→ EXCERPT PROVIDED:
Video: Afghan 'Little Messi' gets jersey from Barca star

Murtaza Ahmadi wearing the autographed jersey sent by Lionel Messi. (Photo courtsey Unicef)

Published
By Agencies

Argentine football star Lionel Messi has sent not one, but two jerseys to the five-year-old Afghan boy who became an Internet sensation last month when he was pictured wearing a plastic bag with "Messi" scrawled on it in marker pen.

Murtaza Ahmadi travelled with his family from eastern Ghazni province to Kabul to receive the gifts sent by Messi through UNICEF, where he is a goodwill ambassador.

"Murtaza couldn't stop smiling. He kept repeating: I love Messi," UNICEF Afghanistan spokesman Denise Shepherd-Johnson told AFP.

“I love Messi and my shirt says Messi loves me,” BBC quoted Murtaza as saying.

→ WRITTEN TASKS:
- 1) According to the news item about Murtaza Ahmadi, how many jerseys did Lionel Messi send him?
- 2) Please write the next few sentences of the news item about Murtaza Ahmadi and Messi's jerseys, continuing after his quote to the BBC.

→ INFORMATION SUPPLIED:
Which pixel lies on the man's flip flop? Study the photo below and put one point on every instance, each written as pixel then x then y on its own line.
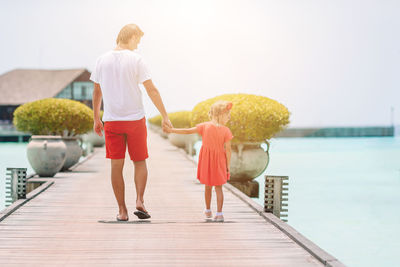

→ FINAL ANSWERS:
- 1) Two.

- 2)
Messi autographed the jerseys, writing "With much love" in Spanish on them, and added a football to the treasure trove, UNICEF said.

Purchasing a Messi jersey was beyond the means of Murtaza's poor family, members of the persecuted ethnic Hazara minority living in volatile Ghazni, near Kabul.

His elder brother Homayoun, 15, improvised the blue-and-white-striped plastic shirt with Messi's name scrawled in black marker, and posted the photos of Murtaza wearing it on Facebook in mid-January.

The image touched a chord with football fans around the world, and earned Murtaza the sobriquet "little Messi" on social media.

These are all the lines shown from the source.